#### [Passage shown]

In [1]:
import re
import nltk

from nltk.tokenize import RegexpTokenizer
from nltk.stem.snowball import SnowballStemmer
from nltk.corpus import stopwords
from nltk.util import ngrams

## Natural Language Processing

### Introduction

As you may have noticed, this set of BLUs will revolve around the topic of Natural Language Processing (NLP). As the name implies, this field is all about the processing and handling of language in such a way that a computer may be able to do useful things with it. There are plenty of tasks and problems around it, namely:

- **Speech recognition**: the task of, given a sample of audio, extract the words that are being spoken or even prosody features, for example.
- **Natural language generation**: the task of putting computational formulations into actual text, for example, automated generation of labels to images, summarisation of texts and data, creation of dialogue systems, etc.
- **Natural language understanding**: the task of getting some meaning out of the data, for instance, recognizing entities in sentences, semantic roles, or even classify sentences according to their sentiment, etc., or transforming it into something machines can work on (numbers).

Some of the main tasks and areas of research of NLP are:

- **Part of Speech tagging**: Determine the role of each word in a given sentence, for instance, if it is an adjective, verb, noun, etc.

- **Word Segmentation**: Break continuous text into words.

- **Parsing**: Define a tree that represents the grammatical structure of a sentence.

- **Machine Translation**: Translate sentences from a source language to a target language automatically.

- **Named entity recognition**: Find parts of the text that correspond to certain entities, like names of places, people, companies, etc.

- **Question answering**: Given a question in human language, find the most appropriate answer.

- **Text to speech**: As the name implies, transform written text into audible, human-like sounds that correspond to the given input.

#### [Entries from a dataset]
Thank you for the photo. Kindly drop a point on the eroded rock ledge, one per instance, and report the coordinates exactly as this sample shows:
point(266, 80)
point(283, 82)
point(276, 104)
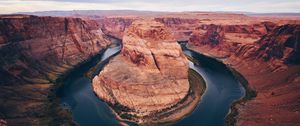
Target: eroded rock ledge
point(150, 74)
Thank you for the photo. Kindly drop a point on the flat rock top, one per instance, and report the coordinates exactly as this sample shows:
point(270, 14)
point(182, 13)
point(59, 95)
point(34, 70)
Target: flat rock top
point(150, 74)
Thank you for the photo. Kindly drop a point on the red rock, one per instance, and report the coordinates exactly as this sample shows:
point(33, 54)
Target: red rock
point(145, 77)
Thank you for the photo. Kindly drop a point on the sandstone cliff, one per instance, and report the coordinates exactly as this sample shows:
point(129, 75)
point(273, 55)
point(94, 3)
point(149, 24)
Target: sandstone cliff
point(269, 60)
point(150, 74)
point(34, 51)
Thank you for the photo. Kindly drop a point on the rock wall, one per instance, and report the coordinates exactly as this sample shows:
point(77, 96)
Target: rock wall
point(150, 74)
point(270, 63)
point(34, 51)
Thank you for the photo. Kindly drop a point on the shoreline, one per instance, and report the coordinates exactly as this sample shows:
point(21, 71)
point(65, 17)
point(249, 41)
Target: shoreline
point(250, 93)
point(178, 111)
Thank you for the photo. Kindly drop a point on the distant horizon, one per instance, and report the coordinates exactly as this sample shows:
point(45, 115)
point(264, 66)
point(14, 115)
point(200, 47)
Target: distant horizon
point(233, 12)
point(249, 6)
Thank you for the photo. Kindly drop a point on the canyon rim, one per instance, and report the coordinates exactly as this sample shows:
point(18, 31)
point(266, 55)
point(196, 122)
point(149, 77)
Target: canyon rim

#### [Written tasks]
A. Determine whether each statement below agrees with the natural language processing introduction, answering yes or no and quoting the exact words of that introduction that decide it: (i) Parsing produces a tree representing the grammatical structure of a sentence. (ii) Word Segmentation translates sentences from one language into another. (iii) Named entity recognition locates parts of the text corresponding to entities such as names of places.
B. Transcribe the stretch of the natural language processing introduction from "- **Part of" through "text into words.".
C. Write the next part of the natural language processing introduction, beginning after its final sentence.

#### [Exercise results]
A.
(i) Yes: "Define a tree that represents the grammatical structure of a sentence."
(ii) No: "Break continuous text into words."
(iii) Yes: "Find parts of the text that correspond to certain entities, like names of places, people, companies, etc."

B.
- **Part of Speech tagging**: Determine the role of each word in a given sentence, for instance, if it is an adjective, verb, noun, etc.

- **Word Segmentation**: Break continuous text into words.

C.
Many of these tasks are out of the scope of these learning units, but we think that it is important to at least acknowledge that they exist in the realm of NLP. Also, some of these things may seem "easy", but when you think about the diversity that exists in terms of languages you start to understand how daunting all these tasks are. For instance, word segmentation may seem like a really easy task. After all, words are separated by spaces or maybe some punctuation. But, if you take a look at Mandarin Chinese, for instance, that's not the case, making that "heuristic" no longer universal. And for many of the tasks, there are plenty of corner cases, which make this field one of the most challenging but also more rewarding to work on.

Throughout these learning units we hope to give you some basic understanding on how to transform text into something useful for us, what are some of the challenges in this field, solve some interesting problems and hopefully make you want to learn more about the topic afterwards!

The first part of this BLU goes through some of the fundamental concepts that will be helpful for all the practical tasks that you will need during this month, but also in the future, if you ever need to work with text data. We will start by introducing **regular expressions**, followed by three important concepts in data pre-processing (**tokenization**, **stopwords**, and **stemming**). Finally, we will see what are **n-grams** and what is an **n-gram model**.

### Regular Expressions (aka Regex)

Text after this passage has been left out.